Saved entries
──────
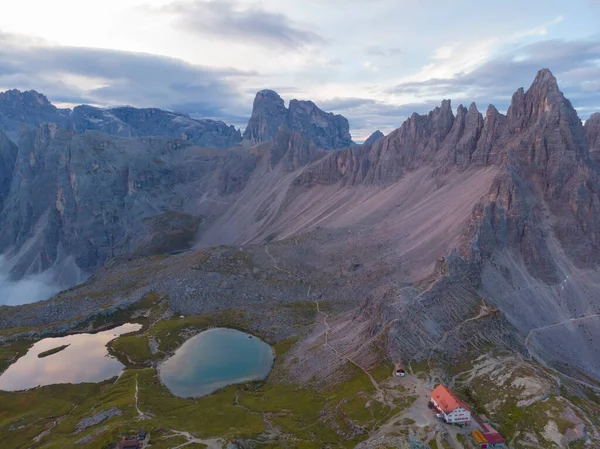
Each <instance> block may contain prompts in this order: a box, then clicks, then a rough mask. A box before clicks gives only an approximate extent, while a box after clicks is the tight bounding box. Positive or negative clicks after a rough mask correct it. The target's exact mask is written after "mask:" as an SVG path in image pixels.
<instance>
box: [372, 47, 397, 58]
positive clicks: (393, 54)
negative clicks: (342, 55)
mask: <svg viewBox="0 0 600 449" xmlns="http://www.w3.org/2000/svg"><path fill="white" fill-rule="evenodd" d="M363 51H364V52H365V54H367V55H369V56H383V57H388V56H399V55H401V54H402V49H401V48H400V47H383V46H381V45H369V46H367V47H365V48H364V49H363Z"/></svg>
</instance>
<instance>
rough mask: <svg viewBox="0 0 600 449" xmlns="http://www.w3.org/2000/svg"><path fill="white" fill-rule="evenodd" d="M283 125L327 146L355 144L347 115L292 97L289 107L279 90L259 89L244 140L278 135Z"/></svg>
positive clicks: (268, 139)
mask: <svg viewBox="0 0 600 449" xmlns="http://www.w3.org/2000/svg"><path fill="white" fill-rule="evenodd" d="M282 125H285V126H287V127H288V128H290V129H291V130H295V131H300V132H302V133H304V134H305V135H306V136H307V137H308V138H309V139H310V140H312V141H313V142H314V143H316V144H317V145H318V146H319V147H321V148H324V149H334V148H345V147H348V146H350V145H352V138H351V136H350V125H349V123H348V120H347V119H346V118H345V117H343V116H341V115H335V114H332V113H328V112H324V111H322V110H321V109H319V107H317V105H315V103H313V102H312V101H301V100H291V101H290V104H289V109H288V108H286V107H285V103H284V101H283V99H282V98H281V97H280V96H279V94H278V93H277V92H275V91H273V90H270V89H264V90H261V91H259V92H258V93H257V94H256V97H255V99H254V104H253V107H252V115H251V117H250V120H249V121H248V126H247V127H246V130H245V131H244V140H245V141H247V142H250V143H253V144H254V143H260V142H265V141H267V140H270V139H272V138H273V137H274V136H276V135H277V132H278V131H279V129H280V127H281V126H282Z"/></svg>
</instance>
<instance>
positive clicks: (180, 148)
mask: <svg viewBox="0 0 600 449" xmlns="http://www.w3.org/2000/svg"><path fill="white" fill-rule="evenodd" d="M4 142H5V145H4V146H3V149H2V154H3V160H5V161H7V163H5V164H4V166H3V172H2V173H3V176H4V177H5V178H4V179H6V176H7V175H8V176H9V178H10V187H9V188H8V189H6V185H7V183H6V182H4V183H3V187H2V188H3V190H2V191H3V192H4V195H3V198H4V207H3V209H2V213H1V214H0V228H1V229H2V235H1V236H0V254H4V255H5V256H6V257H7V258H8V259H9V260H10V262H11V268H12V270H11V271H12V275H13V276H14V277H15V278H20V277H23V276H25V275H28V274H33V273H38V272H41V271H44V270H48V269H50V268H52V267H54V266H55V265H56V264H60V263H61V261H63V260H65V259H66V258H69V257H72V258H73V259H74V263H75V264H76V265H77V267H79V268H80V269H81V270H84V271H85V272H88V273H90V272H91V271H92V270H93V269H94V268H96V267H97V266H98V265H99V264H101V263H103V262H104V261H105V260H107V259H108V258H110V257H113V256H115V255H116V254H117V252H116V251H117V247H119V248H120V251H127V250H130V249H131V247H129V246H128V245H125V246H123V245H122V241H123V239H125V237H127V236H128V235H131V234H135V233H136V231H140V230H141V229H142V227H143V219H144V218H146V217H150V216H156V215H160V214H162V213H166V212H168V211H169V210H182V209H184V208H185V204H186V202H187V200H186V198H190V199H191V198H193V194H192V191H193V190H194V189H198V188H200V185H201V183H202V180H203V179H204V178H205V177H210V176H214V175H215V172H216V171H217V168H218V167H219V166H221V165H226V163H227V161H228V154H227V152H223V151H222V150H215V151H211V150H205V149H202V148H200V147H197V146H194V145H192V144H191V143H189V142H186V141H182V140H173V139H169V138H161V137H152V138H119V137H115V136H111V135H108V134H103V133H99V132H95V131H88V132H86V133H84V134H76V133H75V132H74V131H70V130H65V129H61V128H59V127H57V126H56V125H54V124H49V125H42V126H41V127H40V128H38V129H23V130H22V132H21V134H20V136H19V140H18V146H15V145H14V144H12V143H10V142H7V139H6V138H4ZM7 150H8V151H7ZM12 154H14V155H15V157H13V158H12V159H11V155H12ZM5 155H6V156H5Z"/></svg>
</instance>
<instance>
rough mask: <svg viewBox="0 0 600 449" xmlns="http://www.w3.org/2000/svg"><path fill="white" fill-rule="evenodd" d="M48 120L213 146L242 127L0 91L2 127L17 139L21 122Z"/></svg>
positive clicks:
──────
== TASK INSTRUCTIONS ==
The records above should be written out in full and unchanged, except that pictures are dropped.

== RESPONSE TO THE EXERCISE ==
Each <instance> block may contain prompts in this order: a box, then clicks, then a rough mask. A box before clicks gives only an approximate extent, while a box after clicks is the tight bounding box. Positive or negative clicks after a rough mask correct it. The target's exact mask is written after "mask:" as an SVG path in image pixels.
<instance>
box: [372, 47, 397, 58]
positive clicks: (393, 54)
negative clicks: (342, 55)
mask: <svg viewBox="0 0 600 449" xmlns="http://www.w3.org/2000/svg"><path fill="white" fill-rule="evenodd" d="M363 51H364V52H365V54H367V55H369V56H383V57H388V56H399V55H401V54H402V49H401V48H400V47H383V46H381V45H369V46H367V47H365V48H364V49H363Z"/></svg>
</instance>
<instance>
rough mask: <svg viewBox="0 0 600 449" xmlns="http://www.w3.org/2000/svg"><path fill="white" fill-rule="evenodd" d="M283 125L327 146L355 144L347 115L292 97L289 107L279 90L259 89L244 140L278 135Z"/></svg>
positive clicks: (268, 139)
mask: <svg viewBox="0 0 600 449" xmlns="http://www.w3.org/2000/svg"><path fill="white" fill-rule="evenodd" d="M282 125H285V126H287V127H288V128H290V129H291V130H295V131H300V132H302V133H304V134H305V135H306V136H307V137H308V138H309V139H310V140H312V141H313V142H314V143H316V144H317V145H318V146H319V147H321V148H324V149H334V148H345V147H348V146H350V145H352V138H351V136H350V125H349V123H348V120H347V119H346V118H345V117H343V116H341V115H335V114H332V113H328V112H324V111H322V110H321V109H319V107H317V105H315V103H313V102H312V101H301V100H291V101H290V104H289V109H288V108H286V107H285V103H284V101H283V99H282V98H281V97H280V96H279V94H278V93H277V92H275V91H273V90H270V89H264V90H261V91H259V92H258V93H257V94H256V97H255V99H254V104H253V107H252V115H251V117H250V120H249V121H248V126H247V127H246V130H245V131H244V140H245V141H247V142H250V143H253V144H254V143H260V142H265V141H267V140H270V139H272V138H273V137H274V136H276V135H277V132H278V131H279V129H280V127H281V126H282Z"/></svg>
</instance>
<instance>
positive clicks: (180, 148)
mask: <svg viewBox="0 0 600 449" xmlns="http://www.w3.org/2000/svg"><path fill="white" fill-rule="evenodd" d="M4 142H5V145H4V146H3V149H2V154H3V160H5V161H7V163H5V164H4V166H3V172H2V173H3V176H4V177H5V178H4V179H6V176H7V175H8V176H9V178H10V187H9V188H8V189H6V185H7V183H6V182H4V183H3V187H2V188H3V190H2V191H3V192H4V195H3V198H4V207H3V209H2V213H1V214H0V228H1V229H2V235H1V236H0V254H4V255H5V256H6V257H7V258H8V259H9V260H10V262H11V268H12V270H11V271H12V275H13V276H14V277H15V278H20V277H23V276H25V275H28V274H33V273H38V272H41V271H44V270H48V269H50V268H52V267H54V266H55V265H56V264H60V263H61V261H63V260H65V259H66V258H69V257H72V258H73V259H74V263H75V264H76V265H77V267H79V268H80V269H81V270H84V271H85V272H88V273H90V272H91V271H92V270H93V269H94V268H96V267H97V266H98V265H99V264H101V263H103V262H104V261H105V260H107V259H108V258H110V257H113V256H115V255H116V254H117V252H116V251H117V247H119V248H120V251H127V250H130V249H131V247H129V246H128V245H125V246H123V245H122V241H123V239H125V237H127V236H128V235H131V234H135V233H136V231H140V230H141V229H142V227H143V219H144V218H146V217H150V216H156V215H160V214H162V213H166V212H168V211H169V210H182V209H184V208H185V204H186V202H187V200H186V198H190V199H191V198H193V194H192V191H193V190H194V189H198V188H200V185H201V183H202V180H203V179H204V178H205V177H210V176H214V175H215V172H216V171H217V168H218V167H219V166H221V165H226V163H227V161H228V154H227V152H223V151H222V150H215V151H211V150H205V149H202V148H200V147H197V146H194V145H192V144H191V143H189V142H186V141H182V140H173V139H169V138H161V137H152V138H119V137H115V136H111V135H108V134H103V133H99V132H95V131H88V132H86V133H84V134H76V133H75V132H74V131H70V130H65V129H61V128H59V127H57V126H56V125H54V124H49V125H42V126H41V127H40V128H38V129H23V130H22V132H21V134H20V136H19V140H18V146H15V145H14V144H12V143H10V142H7V139H6V138H4ZM7 150H8V151H7ZM12 154H14V155H15V157H13V158H12V159H11V155H12ZM5 155H6V156H5Z"/></svg>
</instance>
<instance>
rough mask: <svg viewBox="0 0 600 449" xmlns="http://www.w3.org/2000/svg"><path fill="white" fill-rule="evenodd" d="M48 120L213 146L242 127L0 91L2 127L17 139L21 122Z"/></svg>
positive clicks:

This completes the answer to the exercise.